• _Problem requirements_
Copy the records below exactly as they appear.

++++ Given records

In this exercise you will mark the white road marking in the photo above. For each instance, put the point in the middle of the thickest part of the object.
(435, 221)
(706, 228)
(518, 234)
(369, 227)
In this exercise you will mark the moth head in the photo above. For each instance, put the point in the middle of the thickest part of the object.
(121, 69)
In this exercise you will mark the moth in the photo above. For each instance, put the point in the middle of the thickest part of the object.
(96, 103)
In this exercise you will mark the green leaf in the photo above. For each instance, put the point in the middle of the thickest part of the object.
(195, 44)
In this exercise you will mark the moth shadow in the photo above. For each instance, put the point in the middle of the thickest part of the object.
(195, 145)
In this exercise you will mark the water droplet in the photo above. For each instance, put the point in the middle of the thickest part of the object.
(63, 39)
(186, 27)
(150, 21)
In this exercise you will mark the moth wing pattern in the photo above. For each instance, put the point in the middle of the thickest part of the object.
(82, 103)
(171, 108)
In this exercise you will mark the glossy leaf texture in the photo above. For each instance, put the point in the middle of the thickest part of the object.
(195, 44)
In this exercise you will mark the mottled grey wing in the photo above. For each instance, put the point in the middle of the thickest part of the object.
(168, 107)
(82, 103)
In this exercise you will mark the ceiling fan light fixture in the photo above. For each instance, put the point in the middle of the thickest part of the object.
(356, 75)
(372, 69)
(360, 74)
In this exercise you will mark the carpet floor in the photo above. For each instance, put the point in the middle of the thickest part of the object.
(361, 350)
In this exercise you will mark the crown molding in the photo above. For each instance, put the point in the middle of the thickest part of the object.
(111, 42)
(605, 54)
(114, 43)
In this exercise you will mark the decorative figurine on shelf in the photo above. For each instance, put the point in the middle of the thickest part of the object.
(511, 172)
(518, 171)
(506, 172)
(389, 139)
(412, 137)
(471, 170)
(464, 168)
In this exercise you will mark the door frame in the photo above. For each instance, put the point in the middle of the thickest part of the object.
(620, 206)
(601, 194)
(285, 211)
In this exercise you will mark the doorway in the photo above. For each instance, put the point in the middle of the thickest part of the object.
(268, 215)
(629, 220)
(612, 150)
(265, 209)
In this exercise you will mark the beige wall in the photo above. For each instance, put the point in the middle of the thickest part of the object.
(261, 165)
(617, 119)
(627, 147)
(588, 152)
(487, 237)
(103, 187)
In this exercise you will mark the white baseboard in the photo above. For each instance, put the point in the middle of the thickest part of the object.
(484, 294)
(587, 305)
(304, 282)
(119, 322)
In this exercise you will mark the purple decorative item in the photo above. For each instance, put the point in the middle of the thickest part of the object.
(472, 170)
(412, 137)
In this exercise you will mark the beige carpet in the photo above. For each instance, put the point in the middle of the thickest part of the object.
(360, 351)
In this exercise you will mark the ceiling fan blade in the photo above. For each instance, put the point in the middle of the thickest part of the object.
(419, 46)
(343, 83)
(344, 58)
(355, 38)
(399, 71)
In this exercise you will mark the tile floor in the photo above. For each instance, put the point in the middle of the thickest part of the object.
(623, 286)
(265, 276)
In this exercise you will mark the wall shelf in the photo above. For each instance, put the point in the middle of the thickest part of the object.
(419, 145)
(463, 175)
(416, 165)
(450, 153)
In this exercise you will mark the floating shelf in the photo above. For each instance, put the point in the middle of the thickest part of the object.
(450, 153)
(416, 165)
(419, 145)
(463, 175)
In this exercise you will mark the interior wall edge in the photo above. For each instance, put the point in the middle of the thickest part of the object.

++++++++

• _Worked solution_
In this exercise you will mark the white road marking in the photo above. For each instance, put the point in the middle of the thickest part of the object.
(435, 221)
(706, 228)
(518, 234)
(369, 227)
In this exercise you will mark the moth head in the photo above. For each instance, put the point in the middle of the thickest part of the object.
(121, 69)
In this exercise you will mark the moth in the photo above. For each instance, put the point in the middle of the thickest part of the object.
(96, 103)
In this exercise you will mark the green leaf in the photo above. For each instance, put the point in the middle of the thickest part of the object.
(195, 44)
In this exercise you will mark the moth shadow in the photo above. For each instance, put the point in the middle of the thickest part of the object.
(195, 145)
In this exercise you will mark the water droplet in the photo above. For each instance, put the point in the middle of the thickest part of the object.
(63, 39)
(186, 27)
(150, 21)
In this exercise you will mark the moth wing pattern in the photo above. For each instance, put the point in the middle of the thickest part of the object.
(82, 103)
(171, 108)
In this exercise you will mark the glossy leaf texture in the photo above. For each instance, put the point in the middle of the thickest part of the object.
(195, 44)
In this exercise you will mark the mottled grey wing in the photo above. For each instance, put the point in the middle of the thickest part of the object.
(168, 107)
(82, 103)
In this exercise you will mark the ceiling fan light fixture in the photo above. For each instance, put the point in the middle of the thickest part of the object.
(356, 75)
(372, 69)
(360, 74)
In this exercise you will mark the carpet floor in the photo above. For each instance, put the point in the middle of the thickest part of the object.
(361, 350)
In this exercise you will mark the crown molding in the photo above. For each instance, put the point in the middle of the thickest part of the object.
(111, 42)
(605, 54)
(114, 43)
In this exercise you will mark the decorative figurine on shelf in the photo above. For each instance, put the point in the middle of the thickest part of the object.
(511, 172)
(518, 171)
(506, 172)
(389, 139)
(412, 137)
(471, 170)
(464, 168)
In this exercise you will mark the door frame in the photo above. For each instance, put the point in the middle of the thickest part of the object.
(620, 206)
(601, 194)
(285, 211)
In this exercise you will mark the doorway in the photo above. For each instance, put the point in the middle of the thickest part of the object.
(268, 215)
(629, 220)
(612, 150)
(265, 209)
In this exercise you will mark the beige wall in the photo above. For each instance, put the point in the middle of the thickest part of the object.
(261, 165)
(617, 119)
(627, 147)
(588, 152)
(487, 237)
(103, 187)
In this exercise you will mark the white baseboard in the photo above. For each instance, put the point in the middle of the thickest part of the object.
(484, 294)
(587, 305)
(304, 282)
(119, 322)
In this exercise you will mark the purple decorative item in the photo above. For each instance, put the point in the middle of the thickest part of the object.
(472, 170)
(412, 137)
In this exercise you will mark the beige carpet in the photo above. For each instance, put the point in the middle of the thickest part of the object.
(360, 351)
In this exercise you will mark the ceiling fan blade in the photo above. For each instance, put the point in the middle of the thickest part of the object.
(419, 46)
(343, 83)
(344, 58)
(355, 38)
(399, 71)
In this exercise you will mark the tile floor in the photo above. For each instance, put the point in the middle of the thickest part of the object.
(623, 286)
(265, 276)
In this exercise you will mark the wall shelf in the photo above. For each instance, put the point in the middle of the thickest part of the object.
(419, 145)
(463, 175)
(416, 165)
(450, 153)
In this exercise you will mark the floating shelf in the photo above. For each instance, put the point in the middle of the thickest part of the object.
(450, 153)
(416, 165)
(419, 145)
(463, 175)
In this exercise you will mark the interior wall edge in the photo above. For each instance, put the point in the middle of the thickest part of the object.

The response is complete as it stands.